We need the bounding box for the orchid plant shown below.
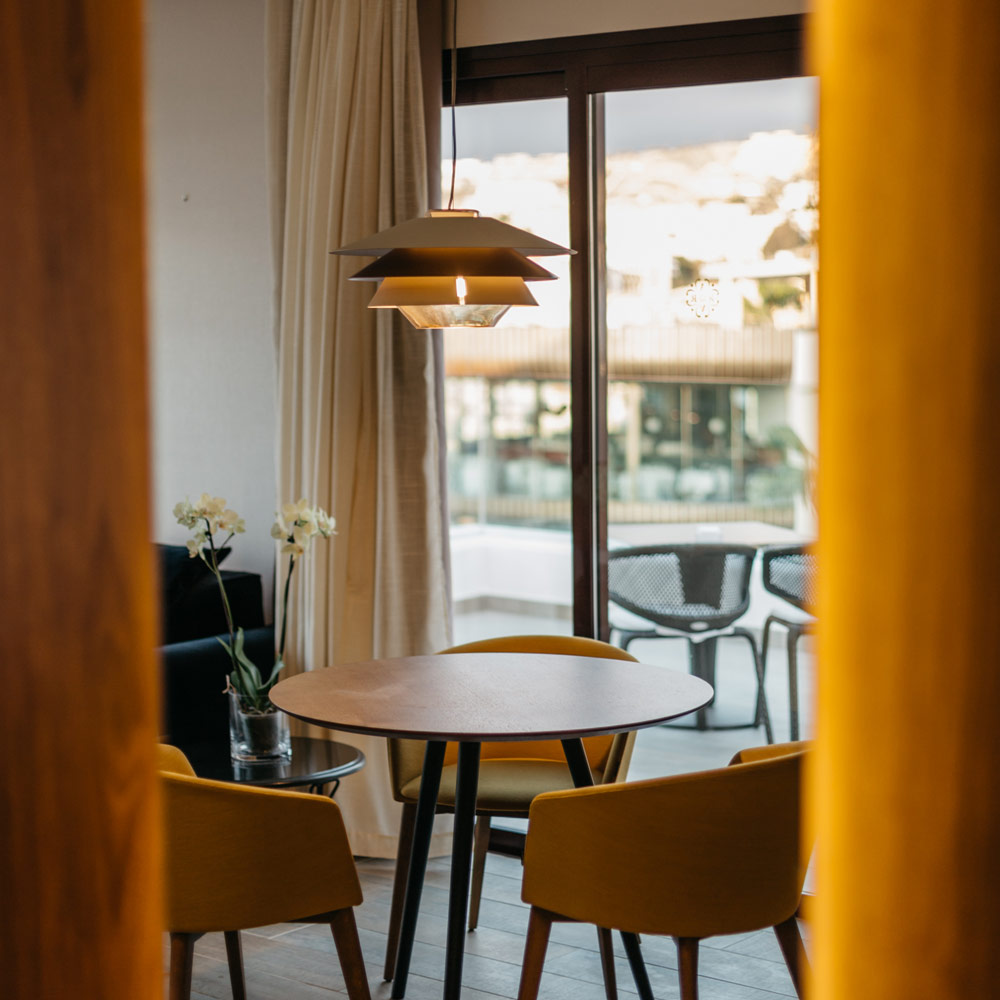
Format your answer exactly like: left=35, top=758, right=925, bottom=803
left=174, top=493, right=335, bottom=715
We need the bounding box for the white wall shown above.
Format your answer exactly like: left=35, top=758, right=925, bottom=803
left=146, top=0, right=275, bottom=607
left=458, top=0, right=811, bottom=46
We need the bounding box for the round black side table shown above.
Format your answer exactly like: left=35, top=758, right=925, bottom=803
left=180, top=736, right=365, bottom=798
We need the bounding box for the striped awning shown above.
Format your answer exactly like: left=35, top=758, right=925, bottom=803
left=445, top=323, right=792, bottom=384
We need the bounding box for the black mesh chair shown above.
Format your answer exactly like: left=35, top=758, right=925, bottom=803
left=761, top=545, right=816, bottom=740
left=608, top=544, right=773, bottom=743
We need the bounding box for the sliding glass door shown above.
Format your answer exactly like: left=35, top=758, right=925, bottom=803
left=441, top=99, right=573, bottom=642
left=442, top=17, right=817, bottom=640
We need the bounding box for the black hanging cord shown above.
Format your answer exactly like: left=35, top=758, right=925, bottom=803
left=448, top=0, right=458, bottom=211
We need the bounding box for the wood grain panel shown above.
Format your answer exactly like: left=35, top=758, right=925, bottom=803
left=812, top=0, right=1000, bottom=1000
left=0, top=0, right=160, bottom=1000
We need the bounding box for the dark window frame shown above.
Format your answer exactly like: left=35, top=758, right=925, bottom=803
left=442, top=14, right=806, bottom=639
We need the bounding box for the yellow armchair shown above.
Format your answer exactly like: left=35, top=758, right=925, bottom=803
left=518, top=744, right=808, bottom=1000
left=384, top=635, right=635, bottom=980
left=159, top=746, right=370, bottom=1000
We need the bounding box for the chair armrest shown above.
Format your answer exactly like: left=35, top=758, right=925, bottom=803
left=160, top=772, right=362, bottom=932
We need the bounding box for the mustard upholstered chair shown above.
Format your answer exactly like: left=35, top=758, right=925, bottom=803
left=385, top=635, right=636, bottom=980
left=159, top=745, right=370, bottom=1000
left=518, top=743, right=808, bottom=1000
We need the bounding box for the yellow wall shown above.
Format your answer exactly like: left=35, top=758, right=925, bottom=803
left=813, top=0, right=1000, bottom=1000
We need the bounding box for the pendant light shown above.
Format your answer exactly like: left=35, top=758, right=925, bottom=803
left=332, top=0, right=574, bottom=329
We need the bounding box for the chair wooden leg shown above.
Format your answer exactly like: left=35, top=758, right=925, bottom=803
left=597, top=927, right=618, bottom=1000
left=170, top=933, right=201, bottom=1000
left=517, top=906, right=552, bottom=1000
left=677, top=938, right=698, bottom=1000
left=382, top=802, right=417, bottom=982
left=774, top=916, right=809, bottom=998
left=224, top=931, right=247, bottom=1000
left=330, top=907, right=371, bottom=1000
left=469, top=816, right=490, bottom=931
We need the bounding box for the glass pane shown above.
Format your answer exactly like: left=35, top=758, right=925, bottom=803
left=605, top=79, right=817, bottom=542
left=605, top=79, right=818, bottom=748
left=441, top=100, right=573, bottom=642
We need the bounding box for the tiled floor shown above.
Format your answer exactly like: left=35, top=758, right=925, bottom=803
left=172, top=615, right=812, bottom=1000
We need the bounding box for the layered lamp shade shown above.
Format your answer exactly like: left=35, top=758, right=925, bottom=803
left=332, top=209, right=573, bottom=329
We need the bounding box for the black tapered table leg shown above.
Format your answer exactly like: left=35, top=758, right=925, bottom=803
left=559, top=739, right=594, bottom=788
left=444, top=743, right=480, bottom=1000
left=561, top=739, right=653, bottom=1000
left=688, top=639, right=719, bottom=729
left=621, top=931, right=653, bottom=1000
left=392, top=740, right=446, bottom=1000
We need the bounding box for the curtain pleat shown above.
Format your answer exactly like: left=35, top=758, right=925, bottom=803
left=268, top=0, right=451, bottom=857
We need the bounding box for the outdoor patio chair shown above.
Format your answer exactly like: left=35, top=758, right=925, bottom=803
left=384, top=635, right=635, bottom=980
left=761, top=545, right=816, bottom=740
left=608, top=544, right=774, bottom=743
left=518, top=743, right=811, bottom=1000
left=159, top=744, right=371, bottom=1000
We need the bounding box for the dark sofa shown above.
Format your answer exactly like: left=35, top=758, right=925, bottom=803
left=156, top=545, right=274, bottom=746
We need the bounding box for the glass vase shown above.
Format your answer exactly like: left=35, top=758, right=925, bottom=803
left=229, top=691, right=292, bottom=763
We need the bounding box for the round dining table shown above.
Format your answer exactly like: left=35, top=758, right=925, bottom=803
left=271, top=653, right=713, bottom=1000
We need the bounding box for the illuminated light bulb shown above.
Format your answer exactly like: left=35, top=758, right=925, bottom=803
left=331, top=209, right=574, bottom=329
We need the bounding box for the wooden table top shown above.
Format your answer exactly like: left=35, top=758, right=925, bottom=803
left=271, top=653, right=712, bottom=741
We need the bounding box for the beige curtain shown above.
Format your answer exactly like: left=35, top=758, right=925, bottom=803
left=268, top=0, right=450, bottom=857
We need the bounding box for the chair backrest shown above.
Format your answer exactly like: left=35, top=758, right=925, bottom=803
left=608, top=544, right=756, bottom=633
left=761, top=545, right=816, bottom=611
left=522, top=748, right=808, bottom=938
left=388, top=635, right=636, bottom=801
left=159, top=745, right=361, bottom=933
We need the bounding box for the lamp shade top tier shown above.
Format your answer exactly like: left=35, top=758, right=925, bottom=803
left=350, top=247, right=555, bottom=281
left=331, top=212, right=574, bottom=257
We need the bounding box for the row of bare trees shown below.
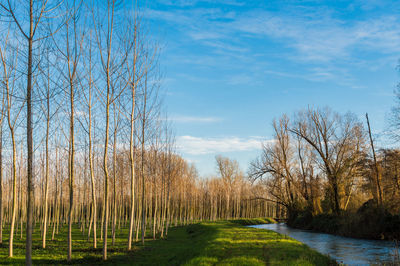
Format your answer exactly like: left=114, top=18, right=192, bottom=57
left=0, top=0, right=276, bottom=265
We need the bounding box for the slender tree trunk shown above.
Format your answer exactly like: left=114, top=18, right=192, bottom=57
left=25, top=0, right=34, bottom=265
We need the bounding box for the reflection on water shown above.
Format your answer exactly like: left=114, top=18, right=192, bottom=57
left=251, top=223, right=400, bottom=265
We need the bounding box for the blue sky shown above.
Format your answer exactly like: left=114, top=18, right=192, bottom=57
left=142, top=0, right=400, bottom=176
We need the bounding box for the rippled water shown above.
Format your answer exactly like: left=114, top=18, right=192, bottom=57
left=251, top=223, right=400, bottom=265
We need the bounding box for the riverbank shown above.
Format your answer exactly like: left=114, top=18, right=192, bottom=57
left=287, top=205, right=400, bottom=240
left=0, top=219, right=335, bottom=265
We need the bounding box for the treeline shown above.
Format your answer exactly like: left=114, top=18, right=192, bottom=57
left=250, top=108, right=400, bottom=238
left=0, top=0, right=276, bottom=265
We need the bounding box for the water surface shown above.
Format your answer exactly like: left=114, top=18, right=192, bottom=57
left=251, top=223, right=400, bottom=265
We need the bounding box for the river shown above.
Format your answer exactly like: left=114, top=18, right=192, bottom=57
left=251, top=223, right=400, bottom=265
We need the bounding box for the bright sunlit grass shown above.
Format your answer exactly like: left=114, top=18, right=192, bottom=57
left=0, top=220, right=334, bottom=265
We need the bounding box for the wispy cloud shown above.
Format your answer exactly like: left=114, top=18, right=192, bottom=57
left=169, top=115, right=222, bottom=123
left=177, top=136, right=263, bottom=155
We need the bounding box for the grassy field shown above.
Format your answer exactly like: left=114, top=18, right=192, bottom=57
left=0, top=219, right=335, bottom=265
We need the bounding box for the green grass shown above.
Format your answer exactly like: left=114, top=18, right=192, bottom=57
left=0, top=219, right=335, bottom=265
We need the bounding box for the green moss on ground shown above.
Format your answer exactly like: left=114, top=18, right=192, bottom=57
left=0, top=219, right=335, bottom=265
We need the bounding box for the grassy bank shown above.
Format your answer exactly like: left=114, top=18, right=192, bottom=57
left=0, top=219, right=334, bottom=265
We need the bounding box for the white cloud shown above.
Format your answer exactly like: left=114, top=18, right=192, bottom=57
left=169, top=115, right=222, bottom=123
left=177, top=136, right=263, bottom=155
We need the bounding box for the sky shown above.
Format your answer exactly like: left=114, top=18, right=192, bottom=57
left=141, top=0, right=400, bottom=176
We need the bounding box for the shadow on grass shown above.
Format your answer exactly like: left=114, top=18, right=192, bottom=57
left=0, top=221, right=333, bottom=265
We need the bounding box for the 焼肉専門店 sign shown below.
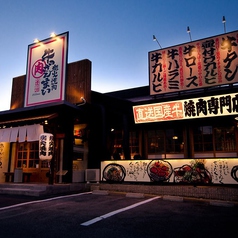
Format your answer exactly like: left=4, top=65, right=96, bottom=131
left=149, top=31, right=238, bottom=95
left=25, top=32, right=68, bottom=107
left=133, top=93, right=238, bottom=123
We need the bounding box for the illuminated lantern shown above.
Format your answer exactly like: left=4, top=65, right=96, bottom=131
left=39, top=133, right=54, bottom=161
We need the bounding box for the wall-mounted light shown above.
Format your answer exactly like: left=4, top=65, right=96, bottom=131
left=153, top=35, right=162, bottom=49
left=187, top=26, right=192, bottom=41
left=222, top=16, right=226, bottom=33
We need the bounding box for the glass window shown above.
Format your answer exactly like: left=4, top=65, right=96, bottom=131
left=194, top=126, right=213, bottom=152
left=17, top=142, right=39, bottom=168
left=193, top=126, right=235, bottom=152
left=214, top=126, right=235, bottom=152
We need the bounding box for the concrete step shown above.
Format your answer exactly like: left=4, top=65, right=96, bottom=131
left=0, top=183, right=90, bottom=197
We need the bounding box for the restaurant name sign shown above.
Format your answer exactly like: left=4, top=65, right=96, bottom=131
left=133, top=93, right=238, bottom=123
left=149, top=31, right=238, bottom=95
left=25, top=32, right=68, bottom=107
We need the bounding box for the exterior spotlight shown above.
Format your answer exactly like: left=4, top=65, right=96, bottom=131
left=222, top=16, right=226, bottom=33
left=187, top=26, right=192, bottom=41
left=153, top=35, right=162, bottom=49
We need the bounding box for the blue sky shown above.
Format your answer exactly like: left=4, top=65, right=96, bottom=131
left=0, top=0, right=238, bottom=111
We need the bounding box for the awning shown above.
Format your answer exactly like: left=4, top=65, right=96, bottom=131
left=0, top=124, right=44, bottom=142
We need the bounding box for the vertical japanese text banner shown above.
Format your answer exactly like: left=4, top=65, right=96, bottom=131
left=25, top=32, right=68, bottom=107
left=149, top=31, right=238, bottom=95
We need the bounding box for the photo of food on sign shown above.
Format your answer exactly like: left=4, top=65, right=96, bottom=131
left=147, top=160, right=173, bottom=182
left=103, top=164, right=126, bottom=182
left=174, top=162, right=212, bottom=184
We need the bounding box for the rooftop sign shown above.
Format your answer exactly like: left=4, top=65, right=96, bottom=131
left=133, top=93, right=238, bottom=123
left=25, top=32, right=68, bottom=107
left=149, top=31, right=238, bottom=95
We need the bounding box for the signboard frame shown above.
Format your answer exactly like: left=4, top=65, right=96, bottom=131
left=24, top=32, right=69, bottom=107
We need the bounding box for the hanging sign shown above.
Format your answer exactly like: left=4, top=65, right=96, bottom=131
left=39, top=133, right=54, bottom=160
left=25, top=32, right=68, bottom=107
left=149, top=31, right=238, bottom=95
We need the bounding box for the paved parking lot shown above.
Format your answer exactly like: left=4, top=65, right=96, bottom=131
left=0, top=193, right=238, bottom=238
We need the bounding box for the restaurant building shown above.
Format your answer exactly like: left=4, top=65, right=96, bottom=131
left=101, top=32, right=238, bottom=184
left=0, top=32, right=92, bottom=183
left=0, top=31, right=238, bottom=185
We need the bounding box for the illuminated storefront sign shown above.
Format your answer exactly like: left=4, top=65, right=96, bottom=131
left=25, top=32, right=68, bottom=107
left=149, top=31, right=238, bottom=95
left=133, top=93, right=238, bottom=123
left=101, top=158, right=238, bottom=184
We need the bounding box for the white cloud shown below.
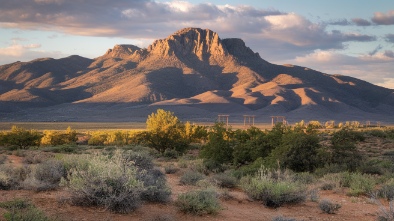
++++++
== GOAL ==
Report every line in the rows above that contains the word "hanging".

== TASK RESPONSE ==
We need the bounding box for the black hanging cord shown above.
We need the bounding box for the hanging sign shown above.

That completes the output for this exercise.